START READING PASSAGE

As for my mother, she 's been dead fifteen years now, making me only a
mother now, no longer anybody's daughter.
But after all these
years, my mother remains a daily presence in my life, as I know to be
true for most of my friends, like me, whose mothers are no longer living.
I think of her at all kinds of moments: when something happens in the
lives of one of my children that I'd want to tell her about, when I suffer
a loss or a heartbreak, and when there's good news. I wished she was there
to put her arms around me when I went through my divorce, of course, and
when my daughter -- her only female grandchild -- graduated from college,
wearing her grandmother's graduation cap, spilling over with flowers.
I think of her at
funny little moments too: when I try to make gravy (and it doesn't work,
and I can't call her up to ask what went wrong) or when I reach for the
line of a poem, and I know she'd be able to quote me the whole thing.
She's suddenly there again, when I hear a passage from Don Giovanni (an
opera she loved, whose arias she sang along with the record, while vacuuming,
in a big, beautiful off-key voice). And I think of her when I pass through
the perfume department of a department store, and I see a bottle of Rive
Gauche -- her fragrance -- and feel a need to squirt a little on my wrist,
just to breathe her in for a moment.
But lately, I have
been thinking about her in a particular new way too. Reaching the landmark
of age fifty, I found myself calling to mind who my mother was at the
age I have reached now. With no living mother around to guide me, I look
to my mother's life for the lessons it may have for me, at the half-century
mark. And I find them, too. I see the similarities between us, and the
differences
My mother grew up in Birch Hills, Sascatchewan, daughter of Russian immigrant
Jewish shopkeepers, the only Jewish family in town. For her, the great
dream was going to the city, getting an education. Though her parents
had very little money, they managed to send her to university in Winnipeg,
where she distinguished herself as a star student, winning a scholarship
to graduate school in Toronto and then to the U.S., where she earned a
PhD. at Radcliffe. She had fallen in love with my father by this time:
a dashing, impossibly handsome painter, twenty years older than she, and
not Jewish -- a fact that broke her parents' hearts, or close enough.

END READING PASSAGE

DIRECTIVE 1 = Please replace "target" with "object" throughout the object position labeling entries, keep everything else unchanged, and leave the pictures out of your answer.

START RECORD EXTRACTS

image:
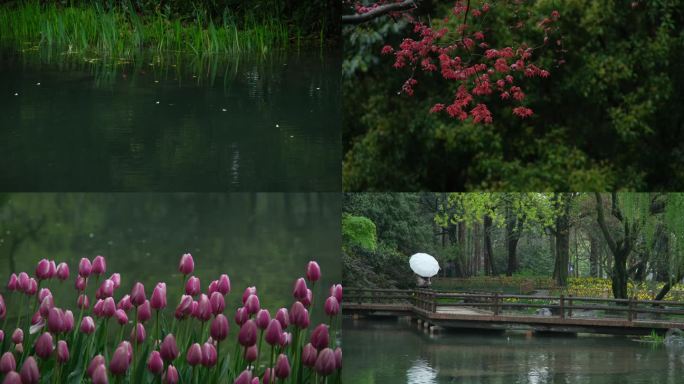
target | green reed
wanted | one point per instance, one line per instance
(121, 31)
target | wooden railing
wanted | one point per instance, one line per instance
(497, 304)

END RECORD EXTRACTS

DIRECTIVE 2 = Print everything in the text about remembering a mother from "As for my mother, she" down to "over with flowers.".

WRITTEN RESPONSE 1 =
image:
object | green reed
wanted | one point per instance, one line per instance
(121, 31)
object | wooden railing
wanted | one point per instance, one line per instance
(497, 304)

WRITTEN RESPONSE 2 =
As for my mother, she 's been dead fifteen years now, making me only a
mother now, no longer anybody's daughter.
But after all these
years, my mother remains a daily presence in my life, as I know to be
true for most of my friends, like me, whose mothers are no longer living.
I think of her at all kinds of moments: when something happens in the
lives of one of my children that I'd want to tell her about, when I suffer
a loss or a heartbreak, and when there's good news. I wished she was there
to put her arms around me when I went through my divorce, of course, and
when my daughter -- her only female grandchild -- graduated from college,
wearing her grandmother's graduation cap, spilling over with flowers.